[Data for the task Boundary: Start]

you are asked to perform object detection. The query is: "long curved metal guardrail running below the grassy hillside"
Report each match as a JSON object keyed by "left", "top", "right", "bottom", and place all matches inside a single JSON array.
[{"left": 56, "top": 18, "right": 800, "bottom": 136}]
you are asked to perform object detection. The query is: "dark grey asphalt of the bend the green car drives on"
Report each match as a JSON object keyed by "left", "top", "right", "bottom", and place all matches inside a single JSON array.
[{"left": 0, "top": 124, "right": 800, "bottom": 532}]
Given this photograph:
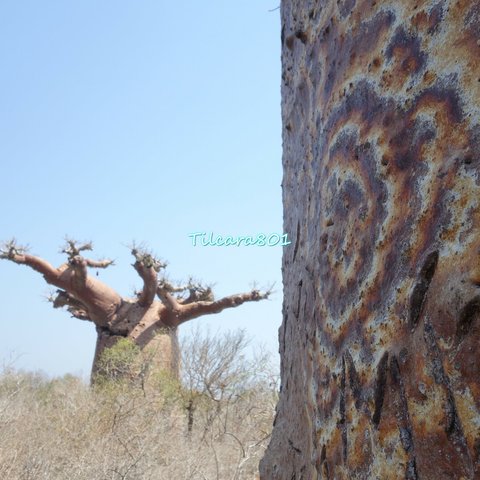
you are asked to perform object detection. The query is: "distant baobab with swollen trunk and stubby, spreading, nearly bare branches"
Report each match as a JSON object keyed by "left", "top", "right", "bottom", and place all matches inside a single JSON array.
[{"left": 0, "top": 240, "right": 270, "bottom": 380}]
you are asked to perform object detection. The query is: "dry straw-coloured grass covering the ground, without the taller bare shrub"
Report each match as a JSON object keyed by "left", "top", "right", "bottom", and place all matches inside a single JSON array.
[{"left": 0, "top": 346, "right": 276, "bottom": 480}]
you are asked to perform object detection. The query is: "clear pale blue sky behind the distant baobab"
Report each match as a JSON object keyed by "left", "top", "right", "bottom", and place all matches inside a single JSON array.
[{"left": 0, "top": 0, "right": 284, "bottom": 376}]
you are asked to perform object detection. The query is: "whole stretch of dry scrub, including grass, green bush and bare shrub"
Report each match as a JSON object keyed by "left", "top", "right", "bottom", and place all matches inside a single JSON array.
[{"left": 0, "top": 331, "right": 278, "bottom": 480}]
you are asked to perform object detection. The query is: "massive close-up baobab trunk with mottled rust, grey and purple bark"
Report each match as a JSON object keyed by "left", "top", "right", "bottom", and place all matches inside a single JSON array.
[{"left": 261, "top": 0, "right": 480, "bottom": 480}]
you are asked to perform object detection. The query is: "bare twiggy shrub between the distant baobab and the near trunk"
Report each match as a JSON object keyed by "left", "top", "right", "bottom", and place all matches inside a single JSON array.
[{"left": 181, "top": 328, "right": 279, "bottom": 479}]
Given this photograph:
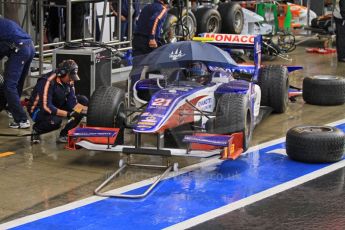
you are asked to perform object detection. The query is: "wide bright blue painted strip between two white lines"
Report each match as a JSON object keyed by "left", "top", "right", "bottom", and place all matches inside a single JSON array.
[{"left": 9, "top": 124, "right": 345, "bottom": 230}]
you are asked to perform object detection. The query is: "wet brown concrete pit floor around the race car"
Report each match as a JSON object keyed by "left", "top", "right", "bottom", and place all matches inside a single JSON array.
[{"left": 0, "top": 39, "right": 345, "bottom": 225}]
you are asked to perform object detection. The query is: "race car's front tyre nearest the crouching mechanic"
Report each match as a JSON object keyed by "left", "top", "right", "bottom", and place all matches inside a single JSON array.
[{"left": 87, "top": 86, "right": 126, "bottom": 144}]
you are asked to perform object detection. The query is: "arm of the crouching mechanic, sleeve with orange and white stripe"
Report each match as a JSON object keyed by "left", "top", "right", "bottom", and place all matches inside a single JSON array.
[{"left": 40, "top": 73, "right": 68, "bottom": 117}]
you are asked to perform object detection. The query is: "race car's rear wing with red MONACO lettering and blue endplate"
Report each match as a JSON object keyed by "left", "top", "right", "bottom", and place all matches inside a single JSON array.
[{"left": 193, "top": 33, "right": 262, "bottom": 79}]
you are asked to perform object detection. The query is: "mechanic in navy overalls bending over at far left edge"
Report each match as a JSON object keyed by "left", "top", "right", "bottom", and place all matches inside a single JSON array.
[{"left": 0, "top": 17, "right": 35, "bottom": 129}]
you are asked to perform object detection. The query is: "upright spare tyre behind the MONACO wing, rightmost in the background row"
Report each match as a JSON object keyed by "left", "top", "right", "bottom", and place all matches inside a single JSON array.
[{"left": 218, "top": 2, "right": 244, "bottom": 34}]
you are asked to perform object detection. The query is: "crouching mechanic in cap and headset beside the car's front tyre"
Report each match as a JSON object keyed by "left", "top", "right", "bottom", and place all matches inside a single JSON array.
[{"left": 27, "top": 60, "right": 88, "bottom": 143}]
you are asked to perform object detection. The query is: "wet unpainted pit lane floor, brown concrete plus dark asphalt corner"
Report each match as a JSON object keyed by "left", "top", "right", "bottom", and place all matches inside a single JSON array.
[{"left": 0, "top": 40, "right": 345, "bottom": 229}]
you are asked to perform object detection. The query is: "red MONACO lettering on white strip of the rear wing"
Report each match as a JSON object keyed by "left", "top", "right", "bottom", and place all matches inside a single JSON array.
[{"left": 203, "top": 33, "right": 255, "bottom": 45}]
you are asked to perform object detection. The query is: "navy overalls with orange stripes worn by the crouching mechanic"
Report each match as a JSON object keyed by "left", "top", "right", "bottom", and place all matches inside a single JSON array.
[{"left": 27, "top": 72, "right": 88, "bottom": 136}]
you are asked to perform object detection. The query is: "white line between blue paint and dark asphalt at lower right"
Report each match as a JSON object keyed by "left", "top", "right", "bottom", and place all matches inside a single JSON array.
[{"left": 165, "top": 160, "right": 345, "bottom": 230}]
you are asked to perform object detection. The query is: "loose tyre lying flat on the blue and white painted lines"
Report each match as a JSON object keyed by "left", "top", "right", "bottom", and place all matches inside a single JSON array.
[{"left": 286, "top": 126, "right": 345, "bottom": 163}]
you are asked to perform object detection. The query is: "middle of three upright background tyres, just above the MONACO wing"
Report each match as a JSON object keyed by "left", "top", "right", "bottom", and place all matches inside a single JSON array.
[{"left": 195, "top": 7, "right": 222, "bottom": 34}]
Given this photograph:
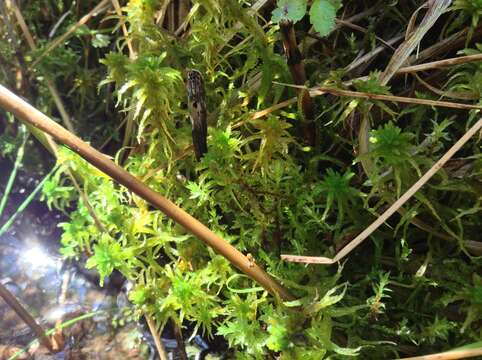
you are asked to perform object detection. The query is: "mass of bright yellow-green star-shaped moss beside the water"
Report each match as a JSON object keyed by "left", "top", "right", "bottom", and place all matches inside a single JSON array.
[{"left": 0, "top": 0, "right": 482, "bottom": 359}]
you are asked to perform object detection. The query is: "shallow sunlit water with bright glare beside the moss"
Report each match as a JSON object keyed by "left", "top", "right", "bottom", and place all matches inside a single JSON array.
[{"left": 0, "top": 235, "right": 219, "bottom": 360}]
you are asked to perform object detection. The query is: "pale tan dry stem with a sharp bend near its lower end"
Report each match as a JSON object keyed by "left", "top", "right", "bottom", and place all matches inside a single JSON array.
[{"left": 281, "top": 118, "right": 482, "bottom": 264}]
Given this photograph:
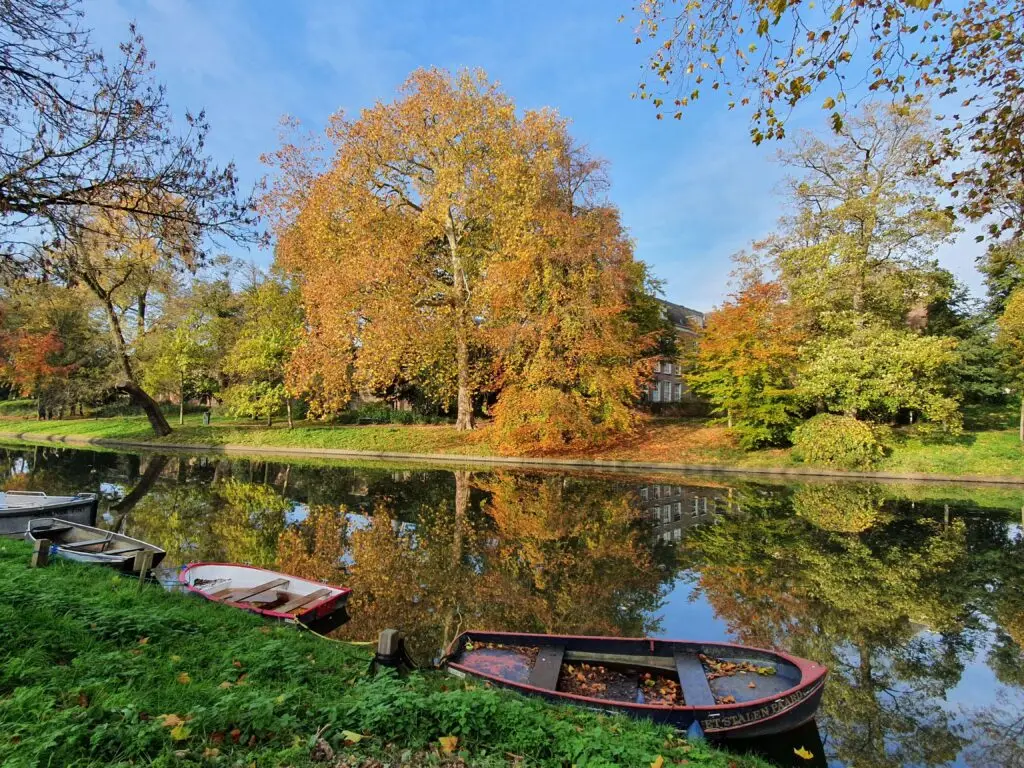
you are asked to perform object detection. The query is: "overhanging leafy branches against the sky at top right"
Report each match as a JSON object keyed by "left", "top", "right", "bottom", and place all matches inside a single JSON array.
[{"left": 635, "top": 0, "right": 1024, "bottom": 233}]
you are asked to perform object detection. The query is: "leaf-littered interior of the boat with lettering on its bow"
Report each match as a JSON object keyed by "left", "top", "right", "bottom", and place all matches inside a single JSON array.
[{"left": 451, "top": 636, "right": 801, "bottom": 707}]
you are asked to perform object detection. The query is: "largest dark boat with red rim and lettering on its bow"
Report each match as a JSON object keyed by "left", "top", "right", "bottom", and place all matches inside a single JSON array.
[{"left": 446, "top": 632, "right": 827, "bottom": 738}]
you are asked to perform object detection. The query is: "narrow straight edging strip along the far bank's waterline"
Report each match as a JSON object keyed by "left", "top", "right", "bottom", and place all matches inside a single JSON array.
[{"left": 0, "top": 432, "right": 1024, "bottom": 486}]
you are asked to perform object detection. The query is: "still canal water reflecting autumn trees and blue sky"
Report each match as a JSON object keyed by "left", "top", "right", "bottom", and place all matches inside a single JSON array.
[{"left": 0, "top": 449, "right": 1024, "bottom": 768}]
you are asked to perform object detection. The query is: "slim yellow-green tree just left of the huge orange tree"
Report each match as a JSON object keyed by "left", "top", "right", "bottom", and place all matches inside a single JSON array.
[{"left": 224, "top": 280, "right": 303, "bottom": 427}]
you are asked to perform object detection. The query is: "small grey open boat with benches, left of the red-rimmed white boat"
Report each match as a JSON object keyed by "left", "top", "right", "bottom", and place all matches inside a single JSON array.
[{"left": 25, "top": 517, "right": 166, "bottom": 573}]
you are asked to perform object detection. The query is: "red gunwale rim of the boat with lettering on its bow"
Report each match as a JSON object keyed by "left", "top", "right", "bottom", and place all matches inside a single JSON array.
[{"left": 445, "top": 630, "right": 828, "bottom": 716}]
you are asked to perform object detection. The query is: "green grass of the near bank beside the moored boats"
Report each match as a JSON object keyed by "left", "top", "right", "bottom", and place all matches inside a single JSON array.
[{"left": 0, "top": 540, "right": 764, "bottom": 768}]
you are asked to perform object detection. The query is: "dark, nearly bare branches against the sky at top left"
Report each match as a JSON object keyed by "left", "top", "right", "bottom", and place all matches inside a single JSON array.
[{"left": 0, "top": 0, "right": 251, "bottom": 272}]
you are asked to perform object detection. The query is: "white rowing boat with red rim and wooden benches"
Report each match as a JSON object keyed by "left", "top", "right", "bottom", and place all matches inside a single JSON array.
[{"left": 178, "top": 562, "right": 352, "bottom": 624}]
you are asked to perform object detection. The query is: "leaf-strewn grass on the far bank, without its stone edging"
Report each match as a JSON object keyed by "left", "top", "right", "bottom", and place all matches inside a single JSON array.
[{"left": 0, "top": 414, "right": 1024, "bottom": 477}]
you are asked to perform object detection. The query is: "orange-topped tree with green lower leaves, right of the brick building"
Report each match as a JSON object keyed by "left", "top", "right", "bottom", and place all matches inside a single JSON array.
[{"left": 687, "top": 279, "right": 806, "bottom": 447}]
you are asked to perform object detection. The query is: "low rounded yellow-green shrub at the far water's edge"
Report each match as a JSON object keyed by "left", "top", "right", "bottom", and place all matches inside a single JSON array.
[{"left": 793, "top": 414, "right": 889, "bottom": 469}]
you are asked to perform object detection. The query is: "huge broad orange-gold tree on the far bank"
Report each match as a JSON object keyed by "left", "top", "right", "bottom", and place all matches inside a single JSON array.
[{"left": 263, "top": 70, "right": 655, "bottom": 442}]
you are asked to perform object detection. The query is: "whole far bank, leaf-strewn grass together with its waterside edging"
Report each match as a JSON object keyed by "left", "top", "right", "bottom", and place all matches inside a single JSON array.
[{"left": 0, "top": 415, "right": 1024, "bottom": 482}]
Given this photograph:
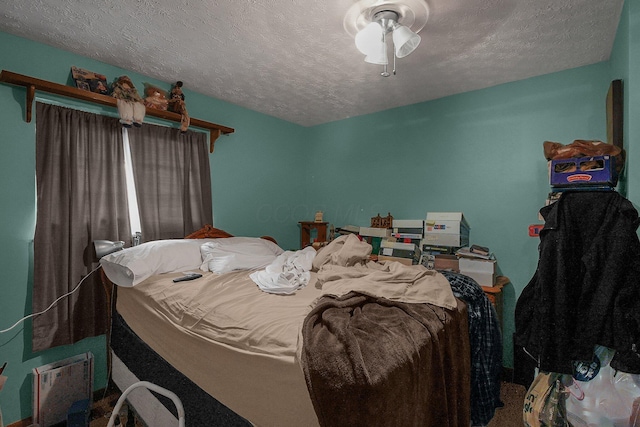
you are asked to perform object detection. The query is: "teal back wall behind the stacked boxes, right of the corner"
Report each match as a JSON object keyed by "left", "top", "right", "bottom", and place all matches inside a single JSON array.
[{"left": 307, "top": 63, "right": 609, "bottom": 372}]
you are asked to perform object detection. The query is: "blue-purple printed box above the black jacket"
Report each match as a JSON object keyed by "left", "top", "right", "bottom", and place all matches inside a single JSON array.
[{"left": 549, "top": 156, "right": 618, "bottom": 187}]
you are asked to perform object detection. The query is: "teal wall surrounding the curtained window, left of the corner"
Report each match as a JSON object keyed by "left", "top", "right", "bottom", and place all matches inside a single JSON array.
[{"left": 0, "top": 33, "right": 309, "bottom": 424}]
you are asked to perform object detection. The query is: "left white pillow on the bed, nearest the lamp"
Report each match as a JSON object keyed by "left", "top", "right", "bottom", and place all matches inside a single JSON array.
[{"left": 100, "top": 239, "right": 211, "bottom": 287}]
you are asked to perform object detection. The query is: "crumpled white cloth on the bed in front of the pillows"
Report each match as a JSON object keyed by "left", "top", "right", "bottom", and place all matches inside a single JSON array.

[Data for the task Boundary: End]

▸ **What to produce**
Quote the data above from the line containing "yellow-green tree just" to the line containing "grey open boat", inclusive, and stop.

▸ **Finished exercise**
you are asked to perform object detection. The query is: "slim yellow-green tree just left of the huge orange tree"
Report each match as a JSON object keyed by "left", "top", "right", "bottom", and place all matches inside a single JSON array.
[{"left": 224, "top": 280, "right": 303, "bottom": 427}]
you are asked to perform object detection. The query is: "small grey open boat with benches, left of the red-rimmed white boat"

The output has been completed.